**Task list**
(1) Please quote the part of the gelato text that opens with the words containing "You see, in" and closes with "of gelato artigianale?".
(2) Answer these questions from the gelato text:
(a) In Italy, what is really good gelato synonymous with?
(b) What does the acronym AIIPA stand for?
(c) According to the definition quoted, what happens to the mixture while the cooling takes place?
(3) In one to three sentences, explain why the gelato text says serving only natural gelato is "easier said than done."

**Page**
Beside keeping me amused for a while, the whole diatribe aroused my curiosity about one specific matter: what makes gelato really good gelato? Now, we’ve already dedicated an article about the difference between gelato, ice cream and granita, so I remand you to it if you are interested in the knitty-gritty of icy desserts’ origins and peculiarities. The question at stake here is relative to gelato only (the Italian variety of ice creams) and is not as simply answered as it seems.
You see, in Italy, really good gelato is synomym with 100% gelato artigianale, that is, made only with natural ingredients. The problem is, it is easier said than done, apparently, as many establishements declare to use only natural stuff when they, sometimes, cut corners with concetrates and flavored pastes (or so many gelato lovers in the comment sections of those best-of articles maintained).
Determined to understand more about it, I took to the internet once more and discovered a couple of interesting facts I am happy to share with you…
Is there a statutory definition of gelato artigianale?
In fact, yes there is, and it does not appear as strict as you may expect. According to Il Gelato Artigianale, the first dedicated portal to artisanally prodused gelato, supported by a series of official gelato-related institutions, such as the AIIPA (the Italian Association for Food Industry Products) and CRIGA (the Centre for Artisanal Gelato Research and Innovation), gelato artigianale is “a food preparation obtained by mixing ingredients, bringing them to a creamy-soft texture and serving them to a determined temperature through a quick freezing procedure. The cooling takes place while the mixture is stirred to allow a moderate incorporation of air.”

**Entries for bounding-box labeling**
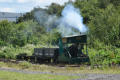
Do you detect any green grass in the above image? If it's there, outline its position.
[0,62,120,74]
[0,71,80,80]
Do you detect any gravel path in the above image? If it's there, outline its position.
[0,68,120,80]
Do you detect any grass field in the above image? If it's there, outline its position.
[0,62,120,74]
[0,71,80,80]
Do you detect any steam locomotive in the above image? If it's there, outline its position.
[17,35,89,64]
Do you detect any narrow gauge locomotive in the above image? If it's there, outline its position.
[18,35,89,63]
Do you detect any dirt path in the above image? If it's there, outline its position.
[0,68,120,80]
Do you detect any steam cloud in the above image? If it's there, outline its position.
[35,4,88,36]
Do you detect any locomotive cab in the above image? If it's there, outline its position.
[58,35,89,63]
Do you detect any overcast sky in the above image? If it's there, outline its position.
[0,0,74,13]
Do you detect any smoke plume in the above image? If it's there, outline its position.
[59,4,87,36]
[35,4,87,36]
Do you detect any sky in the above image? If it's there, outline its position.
[0,0,74,13]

**Answers to the tasks**
(1)
You see, in Italy, really good gelato is synomym with 100% gelato artigianale, that is, made only with natural ingredients. The problem is, it is easier said than done, apparently, as many establishements declare to use only natural stuff when they, sometimes, cut corners with concetrates and flavored pastes (or so many gelato lovers in the comment sections of those best-of articles maintained).
Determined to understand more about it, I took to the internet once more and discovered a couple of interesting facts I am happy to share with you…
Is there a statutory definition of gelato artigianale?

(2)
(a) 100% gelato artigianale, made only with natural ingredients.
(b) The Italian Association for Food Industry Products.
(c) It is stirred to allow a moderate incorporation of air.

(3) Many establishments declare that they use only natural ingredients, yet they sometimes cut corners with concentrates and flavored pastes. This claim comes from gelato lovers in the comment sections of best-of articles.